> **TASK INSTRUCTIONS**
Please copy word for word only the lines in the entries below, starting with the line containing "Confirm that each instance of the overcast" and going on through the line containing "[[148, 99], [6, 66]]", both included.

> **MATERIAL FOR THIS TASK**

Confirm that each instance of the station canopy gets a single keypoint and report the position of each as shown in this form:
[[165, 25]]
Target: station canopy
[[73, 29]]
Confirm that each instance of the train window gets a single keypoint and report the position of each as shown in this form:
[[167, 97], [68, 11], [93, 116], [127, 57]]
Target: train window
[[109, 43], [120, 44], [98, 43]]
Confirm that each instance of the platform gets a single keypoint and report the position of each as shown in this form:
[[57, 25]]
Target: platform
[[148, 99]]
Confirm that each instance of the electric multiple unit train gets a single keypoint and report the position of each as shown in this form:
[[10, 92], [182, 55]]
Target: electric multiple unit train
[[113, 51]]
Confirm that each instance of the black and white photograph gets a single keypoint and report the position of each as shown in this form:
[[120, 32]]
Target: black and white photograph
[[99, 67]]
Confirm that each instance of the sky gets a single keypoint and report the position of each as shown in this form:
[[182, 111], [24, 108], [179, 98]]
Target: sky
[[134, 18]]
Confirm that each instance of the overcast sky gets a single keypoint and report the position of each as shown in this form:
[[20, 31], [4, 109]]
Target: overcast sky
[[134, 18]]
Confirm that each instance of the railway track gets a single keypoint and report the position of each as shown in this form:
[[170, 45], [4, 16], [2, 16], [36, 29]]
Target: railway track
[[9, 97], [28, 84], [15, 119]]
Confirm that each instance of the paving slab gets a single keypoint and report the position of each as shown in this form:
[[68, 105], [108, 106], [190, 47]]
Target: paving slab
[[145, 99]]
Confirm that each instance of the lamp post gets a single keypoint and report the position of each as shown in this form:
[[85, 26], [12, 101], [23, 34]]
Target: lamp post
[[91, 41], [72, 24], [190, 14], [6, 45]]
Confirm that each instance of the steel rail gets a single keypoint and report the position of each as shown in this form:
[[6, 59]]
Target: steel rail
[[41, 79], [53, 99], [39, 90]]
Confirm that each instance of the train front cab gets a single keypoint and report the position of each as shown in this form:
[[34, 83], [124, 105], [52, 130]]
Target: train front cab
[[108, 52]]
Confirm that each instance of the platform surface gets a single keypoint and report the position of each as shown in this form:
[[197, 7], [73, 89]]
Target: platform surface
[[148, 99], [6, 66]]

---

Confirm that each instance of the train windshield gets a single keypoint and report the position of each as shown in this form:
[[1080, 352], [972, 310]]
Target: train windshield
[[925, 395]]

> **RESULT OF THIS TASK**
Confirm that each instance of the overcast sky gets a single keypoint and report the position of each as shown in this form:
[[20, 31], [4, 109]]
Target: overcast sky
[[134, 18]]
Confirm that each instance of the railway track gets a single keypoint and report the position of each as shown in this form:
[[170, 45], [4, 16], [2, 16], [36, 29]]
Target: railway track
[[9, 97], [28, 84], [15, 119]]
Confirm that each instance of the paving slab gets a single keypoint and report the position of each as shown in this form:
[[68, 105], [108, 106], [190, 47]]
Target: paving slab
[[145, 99]]
Confirm that each instance of the lamp post gets a single keypoint and report the position of each as shown in this form:
[[85, 26], [12, 101], [23, 34]]
Target: lamp post
[[91, 41], [72, 24], [190, 14], [6, 45]]
Confirm that each instance of the steel rail gets a single keypoint and report the position of each as shown in this form:
[[6, 59]]
Target: steel rail
[[41, 79], [53, 99], [39, 90]]
Confirm that each instance of the train front cab gets a single keypoint and report the position of each as shown in this form:
[[34, 83], [124, 105], [52, 130]]
Target: train front cab
[[108, 52]]
Confirm that each instance of the platform surface gets a single keypoint and report the position of each as shown in this form:
[[197, 7], [73, 89]]
Target: platform surface
[[148, 99], [6, 66]]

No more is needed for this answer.